**RECORDS FOR PROCESSING**
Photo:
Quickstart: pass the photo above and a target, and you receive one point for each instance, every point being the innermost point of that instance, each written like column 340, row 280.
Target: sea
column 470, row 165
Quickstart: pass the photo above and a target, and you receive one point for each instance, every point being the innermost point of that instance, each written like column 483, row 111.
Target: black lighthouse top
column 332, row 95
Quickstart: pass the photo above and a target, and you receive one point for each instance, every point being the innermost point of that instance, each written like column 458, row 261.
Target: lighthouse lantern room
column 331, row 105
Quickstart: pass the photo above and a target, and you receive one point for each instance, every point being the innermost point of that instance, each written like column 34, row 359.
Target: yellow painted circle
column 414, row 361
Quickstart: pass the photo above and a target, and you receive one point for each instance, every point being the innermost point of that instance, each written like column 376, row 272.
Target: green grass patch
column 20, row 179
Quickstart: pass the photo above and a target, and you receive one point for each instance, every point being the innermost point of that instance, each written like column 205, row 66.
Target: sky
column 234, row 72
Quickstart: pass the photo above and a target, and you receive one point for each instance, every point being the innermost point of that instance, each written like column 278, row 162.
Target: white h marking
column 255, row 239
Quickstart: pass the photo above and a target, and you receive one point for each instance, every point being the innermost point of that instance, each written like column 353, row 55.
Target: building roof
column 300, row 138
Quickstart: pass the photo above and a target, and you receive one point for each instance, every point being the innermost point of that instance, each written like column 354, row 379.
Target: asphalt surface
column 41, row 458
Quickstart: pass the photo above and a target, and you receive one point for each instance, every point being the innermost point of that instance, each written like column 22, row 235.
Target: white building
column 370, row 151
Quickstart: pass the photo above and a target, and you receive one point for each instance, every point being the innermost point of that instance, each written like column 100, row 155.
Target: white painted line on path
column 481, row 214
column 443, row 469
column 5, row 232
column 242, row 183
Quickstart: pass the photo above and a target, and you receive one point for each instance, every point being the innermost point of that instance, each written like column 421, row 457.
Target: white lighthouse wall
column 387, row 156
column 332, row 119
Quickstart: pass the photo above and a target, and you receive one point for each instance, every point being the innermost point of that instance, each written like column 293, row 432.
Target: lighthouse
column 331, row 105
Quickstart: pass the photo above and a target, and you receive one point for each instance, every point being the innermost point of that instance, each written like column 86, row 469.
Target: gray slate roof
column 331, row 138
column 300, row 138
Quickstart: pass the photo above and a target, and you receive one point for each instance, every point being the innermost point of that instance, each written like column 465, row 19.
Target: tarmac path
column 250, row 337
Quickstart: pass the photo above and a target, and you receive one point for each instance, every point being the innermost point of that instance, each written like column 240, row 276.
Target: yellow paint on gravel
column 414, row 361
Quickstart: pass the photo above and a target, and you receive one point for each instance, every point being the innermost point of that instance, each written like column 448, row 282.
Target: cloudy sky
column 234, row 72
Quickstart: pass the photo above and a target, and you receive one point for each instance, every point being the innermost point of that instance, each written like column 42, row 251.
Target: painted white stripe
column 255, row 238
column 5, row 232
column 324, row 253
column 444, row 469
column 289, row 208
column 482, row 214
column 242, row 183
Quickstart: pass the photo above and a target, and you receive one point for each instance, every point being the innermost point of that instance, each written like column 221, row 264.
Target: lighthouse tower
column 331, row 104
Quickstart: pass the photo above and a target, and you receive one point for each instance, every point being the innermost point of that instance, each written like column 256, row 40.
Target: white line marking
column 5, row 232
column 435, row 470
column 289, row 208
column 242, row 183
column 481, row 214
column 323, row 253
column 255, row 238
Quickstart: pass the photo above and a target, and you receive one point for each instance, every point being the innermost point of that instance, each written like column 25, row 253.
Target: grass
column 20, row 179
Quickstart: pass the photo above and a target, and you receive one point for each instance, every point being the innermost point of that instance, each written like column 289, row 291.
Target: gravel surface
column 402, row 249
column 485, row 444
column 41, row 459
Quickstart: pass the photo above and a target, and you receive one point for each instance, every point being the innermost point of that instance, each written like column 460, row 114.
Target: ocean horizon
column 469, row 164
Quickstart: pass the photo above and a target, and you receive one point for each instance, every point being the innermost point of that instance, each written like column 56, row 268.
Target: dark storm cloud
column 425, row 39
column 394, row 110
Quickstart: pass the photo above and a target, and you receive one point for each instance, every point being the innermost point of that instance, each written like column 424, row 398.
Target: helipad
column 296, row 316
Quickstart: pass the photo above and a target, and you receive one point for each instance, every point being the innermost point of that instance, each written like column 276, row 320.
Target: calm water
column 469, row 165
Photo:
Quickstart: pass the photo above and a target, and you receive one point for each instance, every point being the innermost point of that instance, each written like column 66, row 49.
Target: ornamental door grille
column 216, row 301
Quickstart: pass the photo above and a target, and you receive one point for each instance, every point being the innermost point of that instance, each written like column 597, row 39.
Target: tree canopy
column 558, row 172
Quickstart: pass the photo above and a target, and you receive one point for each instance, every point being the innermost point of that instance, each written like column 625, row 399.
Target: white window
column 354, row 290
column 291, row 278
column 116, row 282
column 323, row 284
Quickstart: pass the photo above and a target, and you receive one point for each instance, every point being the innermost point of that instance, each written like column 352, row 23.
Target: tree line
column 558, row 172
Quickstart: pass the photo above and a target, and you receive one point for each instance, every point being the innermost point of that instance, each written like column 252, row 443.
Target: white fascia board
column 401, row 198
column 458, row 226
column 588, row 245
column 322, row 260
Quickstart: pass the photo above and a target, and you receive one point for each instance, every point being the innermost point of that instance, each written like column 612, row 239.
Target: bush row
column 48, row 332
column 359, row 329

**SET PROBLEM**
Copy the data word for word, starting at the line that contains "276, row 320." and ending at the line that contains "column 469, row 165".

**REPLY**
Quickstart: pass the photo above and a target, and you receive one point for each instance, every point being the innermost point of that instance, each written like column 276, row 320.
Target: calm water
column 469, row 165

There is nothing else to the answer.